## The problem
Would you find each line in the entries below with the string "roof" and copy it?

## Listed entries
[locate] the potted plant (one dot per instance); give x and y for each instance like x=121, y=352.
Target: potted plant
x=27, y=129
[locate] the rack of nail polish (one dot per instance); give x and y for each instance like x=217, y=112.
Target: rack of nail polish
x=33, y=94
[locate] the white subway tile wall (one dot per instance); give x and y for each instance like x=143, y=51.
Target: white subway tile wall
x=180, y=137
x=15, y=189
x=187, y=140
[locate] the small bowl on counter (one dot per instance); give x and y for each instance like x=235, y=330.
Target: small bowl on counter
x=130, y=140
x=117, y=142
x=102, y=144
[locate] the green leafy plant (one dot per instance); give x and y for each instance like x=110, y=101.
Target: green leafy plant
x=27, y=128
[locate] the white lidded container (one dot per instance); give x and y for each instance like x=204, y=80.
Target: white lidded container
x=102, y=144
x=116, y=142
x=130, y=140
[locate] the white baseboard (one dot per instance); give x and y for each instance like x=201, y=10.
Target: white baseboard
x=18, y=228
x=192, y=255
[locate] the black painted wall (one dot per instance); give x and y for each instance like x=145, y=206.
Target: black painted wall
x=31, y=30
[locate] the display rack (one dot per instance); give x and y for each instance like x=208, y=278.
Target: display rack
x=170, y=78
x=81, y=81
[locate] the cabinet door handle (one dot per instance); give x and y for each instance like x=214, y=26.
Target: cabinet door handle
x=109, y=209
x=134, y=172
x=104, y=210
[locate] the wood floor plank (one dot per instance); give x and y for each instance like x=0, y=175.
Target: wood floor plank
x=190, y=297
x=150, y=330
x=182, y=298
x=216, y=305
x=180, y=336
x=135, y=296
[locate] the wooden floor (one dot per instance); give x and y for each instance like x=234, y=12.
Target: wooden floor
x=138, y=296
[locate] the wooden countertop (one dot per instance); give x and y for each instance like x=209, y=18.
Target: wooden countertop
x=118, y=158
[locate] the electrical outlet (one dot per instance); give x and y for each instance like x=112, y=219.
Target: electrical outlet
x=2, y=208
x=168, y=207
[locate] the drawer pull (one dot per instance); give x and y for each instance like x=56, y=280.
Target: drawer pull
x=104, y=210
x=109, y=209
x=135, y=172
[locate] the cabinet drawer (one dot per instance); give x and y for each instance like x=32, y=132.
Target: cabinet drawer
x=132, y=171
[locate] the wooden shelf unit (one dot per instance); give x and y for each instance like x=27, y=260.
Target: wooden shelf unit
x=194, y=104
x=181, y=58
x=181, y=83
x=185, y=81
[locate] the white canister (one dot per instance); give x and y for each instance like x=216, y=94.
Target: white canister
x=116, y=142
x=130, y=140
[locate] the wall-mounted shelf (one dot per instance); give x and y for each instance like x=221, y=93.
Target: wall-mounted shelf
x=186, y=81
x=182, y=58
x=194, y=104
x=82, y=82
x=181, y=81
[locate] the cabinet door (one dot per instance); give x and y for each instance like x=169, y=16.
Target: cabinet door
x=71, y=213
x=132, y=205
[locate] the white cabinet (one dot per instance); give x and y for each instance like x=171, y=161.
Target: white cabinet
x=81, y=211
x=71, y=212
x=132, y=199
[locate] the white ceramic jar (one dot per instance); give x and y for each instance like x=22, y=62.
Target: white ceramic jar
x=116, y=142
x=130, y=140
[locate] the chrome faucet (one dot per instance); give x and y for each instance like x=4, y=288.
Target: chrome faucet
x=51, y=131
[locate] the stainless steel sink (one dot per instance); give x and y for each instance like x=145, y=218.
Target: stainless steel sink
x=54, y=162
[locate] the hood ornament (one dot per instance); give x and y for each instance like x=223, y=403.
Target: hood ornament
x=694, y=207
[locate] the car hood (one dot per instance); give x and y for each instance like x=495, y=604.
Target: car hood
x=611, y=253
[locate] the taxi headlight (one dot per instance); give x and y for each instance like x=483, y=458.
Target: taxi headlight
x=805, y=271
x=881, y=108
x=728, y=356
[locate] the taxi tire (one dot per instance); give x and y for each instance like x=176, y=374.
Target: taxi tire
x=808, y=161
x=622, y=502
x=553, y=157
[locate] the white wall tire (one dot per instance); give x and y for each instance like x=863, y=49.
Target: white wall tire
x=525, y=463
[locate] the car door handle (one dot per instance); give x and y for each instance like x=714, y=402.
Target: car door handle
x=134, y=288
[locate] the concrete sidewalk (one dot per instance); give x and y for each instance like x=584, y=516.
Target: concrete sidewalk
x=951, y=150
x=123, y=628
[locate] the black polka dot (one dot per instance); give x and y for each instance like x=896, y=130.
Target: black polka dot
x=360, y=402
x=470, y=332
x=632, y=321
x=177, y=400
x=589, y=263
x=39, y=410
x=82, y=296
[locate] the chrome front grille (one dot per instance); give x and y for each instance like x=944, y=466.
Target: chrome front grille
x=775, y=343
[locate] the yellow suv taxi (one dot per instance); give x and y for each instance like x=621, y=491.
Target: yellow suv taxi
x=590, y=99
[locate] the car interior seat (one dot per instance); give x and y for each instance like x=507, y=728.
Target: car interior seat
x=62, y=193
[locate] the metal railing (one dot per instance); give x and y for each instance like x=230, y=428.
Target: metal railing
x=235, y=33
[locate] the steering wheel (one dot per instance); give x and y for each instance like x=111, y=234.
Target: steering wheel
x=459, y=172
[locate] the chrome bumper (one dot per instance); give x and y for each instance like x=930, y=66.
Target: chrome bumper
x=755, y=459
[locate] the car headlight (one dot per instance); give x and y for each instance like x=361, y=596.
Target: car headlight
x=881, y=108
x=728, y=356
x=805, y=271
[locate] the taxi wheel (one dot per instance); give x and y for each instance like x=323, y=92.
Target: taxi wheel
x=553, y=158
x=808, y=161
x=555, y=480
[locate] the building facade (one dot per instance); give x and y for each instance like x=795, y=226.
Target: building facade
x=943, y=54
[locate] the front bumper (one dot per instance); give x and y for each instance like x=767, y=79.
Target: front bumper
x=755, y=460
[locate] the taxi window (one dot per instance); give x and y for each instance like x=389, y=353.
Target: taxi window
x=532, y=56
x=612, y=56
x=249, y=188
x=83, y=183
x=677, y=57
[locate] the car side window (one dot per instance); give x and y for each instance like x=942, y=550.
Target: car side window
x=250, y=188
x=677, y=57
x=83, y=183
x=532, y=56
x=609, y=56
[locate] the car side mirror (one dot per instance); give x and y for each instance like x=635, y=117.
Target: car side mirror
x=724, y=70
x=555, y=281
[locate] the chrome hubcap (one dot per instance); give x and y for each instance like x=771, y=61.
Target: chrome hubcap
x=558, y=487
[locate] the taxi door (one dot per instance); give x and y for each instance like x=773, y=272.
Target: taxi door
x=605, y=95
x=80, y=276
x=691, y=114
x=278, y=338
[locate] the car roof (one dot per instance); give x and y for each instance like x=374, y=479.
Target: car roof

## Exercise result
[locate] the car roof (one dot per instance); give x and y for each instance like x=374, y=479.
Target: car roof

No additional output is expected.